#### [Records shown]
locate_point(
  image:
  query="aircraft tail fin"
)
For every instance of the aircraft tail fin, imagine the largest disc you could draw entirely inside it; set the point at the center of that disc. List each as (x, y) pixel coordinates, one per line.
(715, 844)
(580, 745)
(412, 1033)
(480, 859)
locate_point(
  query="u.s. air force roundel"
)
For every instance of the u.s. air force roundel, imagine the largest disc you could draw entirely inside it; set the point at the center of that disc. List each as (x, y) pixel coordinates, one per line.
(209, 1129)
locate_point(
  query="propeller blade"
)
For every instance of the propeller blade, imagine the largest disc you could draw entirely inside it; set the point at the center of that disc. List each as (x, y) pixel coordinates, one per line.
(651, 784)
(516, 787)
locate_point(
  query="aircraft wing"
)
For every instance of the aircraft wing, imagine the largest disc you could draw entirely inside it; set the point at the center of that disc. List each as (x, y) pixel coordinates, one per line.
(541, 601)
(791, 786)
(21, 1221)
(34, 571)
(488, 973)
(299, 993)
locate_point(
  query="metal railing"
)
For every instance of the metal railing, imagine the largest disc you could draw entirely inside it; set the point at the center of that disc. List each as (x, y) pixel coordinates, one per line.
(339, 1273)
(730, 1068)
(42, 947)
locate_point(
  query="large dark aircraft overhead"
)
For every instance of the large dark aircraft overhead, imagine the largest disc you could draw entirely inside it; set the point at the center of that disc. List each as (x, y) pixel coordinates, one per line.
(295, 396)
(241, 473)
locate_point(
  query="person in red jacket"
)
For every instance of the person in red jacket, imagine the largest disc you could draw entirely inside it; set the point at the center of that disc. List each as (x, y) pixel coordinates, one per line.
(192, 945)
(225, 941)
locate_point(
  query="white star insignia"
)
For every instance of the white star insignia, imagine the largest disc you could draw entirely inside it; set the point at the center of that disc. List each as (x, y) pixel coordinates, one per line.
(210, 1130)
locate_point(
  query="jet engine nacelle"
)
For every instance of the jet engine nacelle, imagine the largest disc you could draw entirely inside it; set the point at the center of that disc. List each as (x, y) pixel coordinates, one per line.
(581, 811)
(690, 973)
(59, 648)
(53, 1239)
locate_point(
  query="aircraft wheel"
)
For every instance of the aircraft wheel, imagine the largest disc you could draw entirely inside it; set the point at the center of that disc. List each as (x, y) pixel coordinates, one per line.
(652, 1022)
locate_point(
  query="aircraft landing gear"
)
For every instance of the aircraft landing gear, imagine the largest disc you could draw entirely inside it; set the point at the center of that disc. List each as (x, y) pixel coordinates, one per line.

#### [Set task]
Convert every line of the data above into a JSON array of strings, one string per line, leaving out any blank lines.

#### [Answer in full]
[
  "locate_point(",
  "  image:",
  "  query=\"aircraft tail fin\"",
  ")",
  "For every instance of the aircraft tail fin, imagine the largest disc you could draw entirely inside it; set the point at the center of that disc. List each as (x, y) pixel coordinates, one per line.",
  "(715, 844)",
  "(580, 745)",
  "(412, 1033)",
  "(480, 859)",
  "locate_point(",
  "  query=\"u.s. air force roundel\"",
  ")",
  "For every instance of the u.s. air force roundel, imagine the largest disc you could draw entirely inside it; set the point at the center of that disc. List each as (x, y) pixel coordinates, one per line.",
  "(209, 1129)",
  "locate_point(",
  "  query=\"propeller blade\"",
  ")",
  "For every instance of the propeller blade, imagine the largest disc you could draw entirely inside it; set the point at the center of that disc. List each as (x, y) pixel coordinates, one per line.",
  "(651, 784)",
  "(516, 787)",
  "locate_point(",
  "  query=\"aircraft wing\"",
  ")",
  "For every instance of the aircraft wing, imagine the largest disc you could draw entirely inside it; set the point at the center of that disc. List each as (x, y) pixel coordinates, one per line.",
  "(541, 601)",
  "(791, 786)",
  "(21, 1221)",
  "(34, 571)",
  "(488, 973)",
  "(299, 993)",
  "locate_point(",
  "  query=\"metal railing\"",
  ")",
  "For every instance of the metal railing, imagine the largest disc you could draw entirely inside it; set the point at the center of that disc. List each as (x, y) pixel coordinates, one per line.",
  "(339, 1273)",
  "(730, 1068)",
  "(42, 947)",
  "locate_point(",
  "  query=\"large dark aircraft overhead\"",
  ")",
  "For every instance of the large dark aircraft overhead, imagine the largest disc you could draw entirely inside it; set the point at the center of that disc. List each as (x, y) pixel coordinates, one per line.",
  "(295, 396)",
  "(241, 473)",
  "locate_point(",
  "  query=\"person in red jacket\"",
  ")",
  "For every instance of the person in red jacket, imagine the largest disc you could draw entirely inside it; set the point at the center of that disc. List each as (x, y) pixel coordinates, one per line.",
  "(192, 945)",
  "(225, 941)",
  "locate_point(",
  "  query=\"white star insignia\"",
  ")",
  "For every instance of the white star insignia, imagine the largest disc you could draw entirely inside it; set the point at the center of that disc. List each as (x, y) pixel coordinates, one per line.",
  "(210, 1130)",
  "locate_point(",
  "  query=\"jet engine nacelle\"",
  ")",
  "For every instance of the jet engine nacelle, imagine the largest disc you could draw entirely inside it; set the point at the center of that disc. List each as (x, y) pixel coordinates, one per line.",
  "(581, 811)",
  "(690, 973)",
  "(59, 648)",
  "(53, 1239)",
  "locate_point(",
  "  query=\"aircraft wheel\"",
  ")",
  "For every instance of the aircraft wheel, imagine the largest disc you could draw entirely inside it; set the point at the center of that disc. List each as (x, y) pixel coordinates, one per line.",
  "(652, 1022)",
  "locate_point(",
  "  query=\"aircraft landing gear\"",
  ")",
  "For every instance of the aircraft landing gear, imagine the largest disc you could draw entirely inside it; set the point at the center of that disc. List each as (x, y) pixel coordinates, one per line."
]